Task goal: Summarize the news story about a breast cancer patient and a fundraiser breakfast in two sentences.

[Extract to read Boundary: Start]

WHEN Tracey Dunn was first diagnosed with breast cancer, she read everything she could get her hands on to find out more about the disease, how it might affect her, and what could be done to treat it.
But it was the support of the breast care nurses at the Calvary Mater who offered her the information, support, and invaluable comfort she needed prior, during, and after her treatment.
They were calm, soothing, they offered her advice, and answered all of her questions, she said.
"I had gone for a routine mammogram on the Friday, and when I got home on the Tuesday there was a letter waiting for me to say they wanted me to come back," she said. "You have got to know that it's not for your personality.
"It turned out that bingo! I was a 'lucky' winner."
Mrs Dunn said emotionally, she had found it difficult to break the news to her family.
"Physically, I had no hair, no eyebrows, no eyelashes. You've got that dead girl walking look because you get that ghastly skin colour," she said.
"I had so many side effects. It was just horrendous.
"Not only are you dealing with the idea that you might die, but you've actually got so many debilitating side effects and limitations to deal with as well. I was lucky if I was upright.
"But I'm still here."
Mrs Dunn shared her story at the 13th annual Breast Care Fundraiser Breakfast at Wests on Thursday morning, which raised $25,000 to provide education and training for the Hunter's specialist breast care nurses.
Since its inception, the event has now raised almost $260,000 for the cause.
Approximately 600 people are diagnosed with breast cancer in the Hunter each year.
It is estimated that one-in-seven Australian women will be diagnosed with breast cancer before the age of 85.
About 53 people are diagnosed each day.
Mrs Dunn was joined on stage by her surgeon, Dr Stephen Cox, oncologist Dr Hiren Mandaliya, and breast cancer nurse, Helen Moore, to provide insight into the treatment process, care and support for breast cancer patients in the region.

[Extract to read Boundary: End]
[Given records Boundary: Start]

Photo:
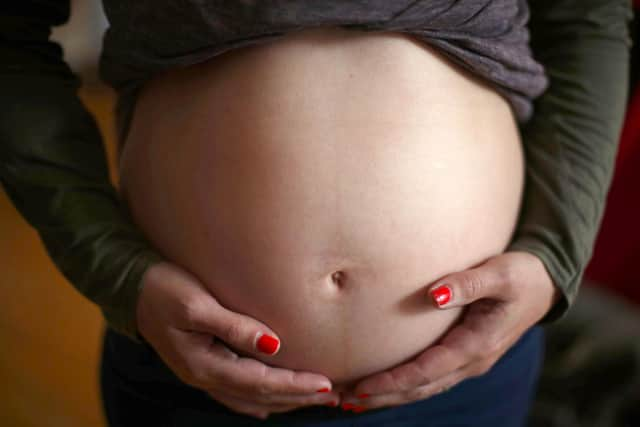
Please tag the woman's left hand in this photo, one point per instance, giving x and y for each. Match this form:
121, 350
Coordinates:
506, 295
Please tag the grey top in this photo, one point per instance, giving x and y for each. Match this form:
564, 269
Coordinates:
488, 37
54, 169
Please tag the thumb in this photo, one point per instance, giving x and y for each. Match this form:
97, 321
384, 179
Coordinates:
488, 280
239, 331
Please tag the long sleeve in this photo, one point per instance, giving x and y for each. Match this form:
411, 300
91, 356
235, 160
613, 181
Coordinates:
571, 141
54, 169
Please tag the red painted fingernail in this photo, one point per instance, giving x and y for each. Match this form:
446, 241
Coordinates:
441, 295
268, 344
347, 406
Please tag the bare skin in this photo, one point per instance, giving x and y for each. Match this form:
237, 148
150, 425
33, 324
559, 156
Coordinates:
318, 184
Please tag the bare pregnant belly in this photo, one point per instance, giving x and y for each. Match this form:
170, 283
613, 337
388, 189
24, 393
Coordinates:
320, 183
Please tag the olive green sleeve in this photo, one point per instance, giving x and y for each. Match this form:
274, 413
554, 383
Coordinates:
54, 169
571, 141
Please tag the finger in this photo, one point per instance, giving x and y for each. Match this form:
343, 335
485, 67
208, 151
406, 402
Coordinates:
483, 331
442, 385
436, 361
489, 280
239, 331
280, 402
250, 377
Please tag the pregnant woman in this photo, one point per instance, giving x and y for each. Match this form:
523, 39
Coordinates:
318, 183
296, 181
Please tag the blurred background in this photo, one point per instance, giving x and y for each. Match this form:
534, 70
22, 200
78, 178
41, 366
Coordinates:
50, 336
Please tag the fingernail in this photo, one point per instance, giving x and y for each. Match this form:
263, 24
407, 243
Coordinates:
268, 344
441, 295
347, 406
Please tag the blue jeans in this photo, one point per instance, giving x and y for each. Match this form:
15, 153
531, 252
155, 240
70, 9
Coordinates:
138, 389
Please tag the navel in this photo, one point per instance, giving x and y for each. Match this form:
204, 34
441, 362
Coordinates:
338, 278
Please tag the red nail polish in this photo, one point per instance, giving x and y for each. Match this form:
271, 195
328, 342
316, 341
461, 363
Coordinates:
441, 295
268, 344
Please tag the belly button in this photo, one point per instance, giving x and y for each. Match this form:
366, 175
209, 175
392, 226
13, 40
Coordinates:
338, 278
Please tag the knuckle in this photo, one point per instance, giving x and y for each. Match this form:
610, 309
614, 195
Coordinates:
473, 285
492, 344
191, 312
232, 332
415, 394
480, 369
195, 373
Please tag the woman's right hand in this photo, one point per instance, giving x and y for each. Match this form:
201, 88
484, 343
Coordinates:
179, 318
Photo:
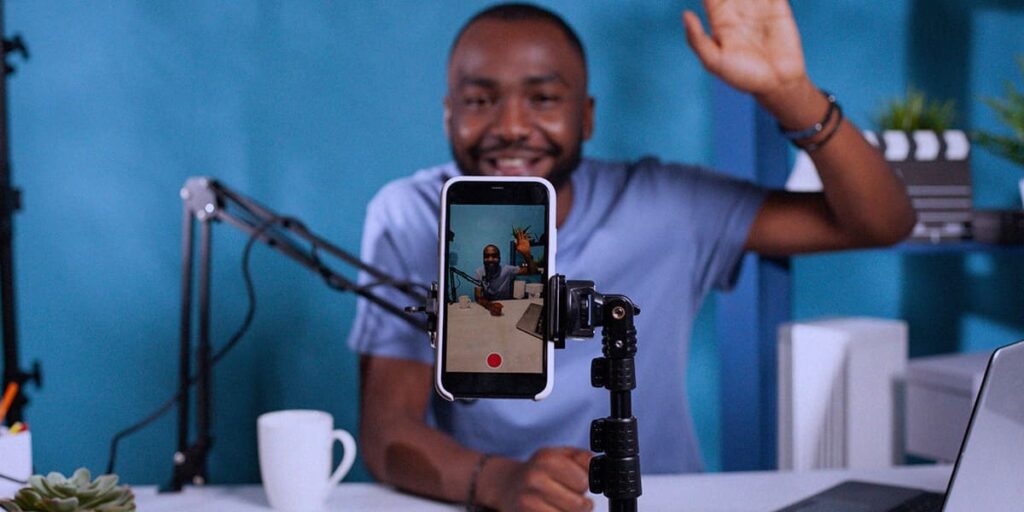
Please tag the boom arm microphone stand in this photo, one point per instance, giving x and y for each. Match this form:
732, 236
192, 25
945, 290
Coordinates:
574, 309
454, 297
206, 201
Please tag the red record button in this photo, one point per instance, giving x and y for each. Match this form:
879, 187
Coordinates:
494, 359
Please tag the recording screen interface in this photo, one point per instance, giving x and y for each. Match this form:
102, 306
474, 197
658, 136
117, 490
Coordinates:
497, 273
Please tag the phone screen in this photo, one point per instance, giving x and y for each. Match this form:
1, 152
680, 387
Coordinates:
496, 264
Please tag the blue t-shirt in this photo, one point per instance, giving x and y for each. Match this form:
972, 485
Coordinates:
662, 235
499, 286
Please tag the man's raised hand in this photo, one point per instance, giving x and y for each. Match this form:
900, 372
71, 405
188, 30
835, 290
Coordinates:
754, 44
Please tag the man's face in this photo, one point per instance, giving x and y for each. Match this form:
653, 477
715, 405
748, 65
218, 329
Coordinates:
492, 258
517, 101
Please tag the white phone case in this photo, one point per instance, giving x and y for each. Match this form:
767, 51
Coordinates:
442, 278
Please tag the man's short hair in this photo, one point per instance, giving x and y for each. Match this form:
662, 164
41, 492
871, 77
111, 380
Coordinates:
516, 11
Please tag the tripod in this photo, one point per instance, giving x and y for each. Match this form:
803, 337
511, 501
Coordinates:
574, 308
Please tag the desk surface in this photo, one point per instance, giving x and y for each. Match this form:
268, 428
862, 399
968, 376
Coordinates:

[Given records Boundary: End]

Your solution: After her breast cancer diagnosis, Tracey Dunn got information, support and comfort from the breast care nurses at the Calvary Mater before, during and after a treatment that brought her many debilitating side effects. She told her story at the 13th annual Breast Care Fundraiser Breakfast at Wests, which raised $25,000 for the education and training of the Hunter's specialist breast care nurses.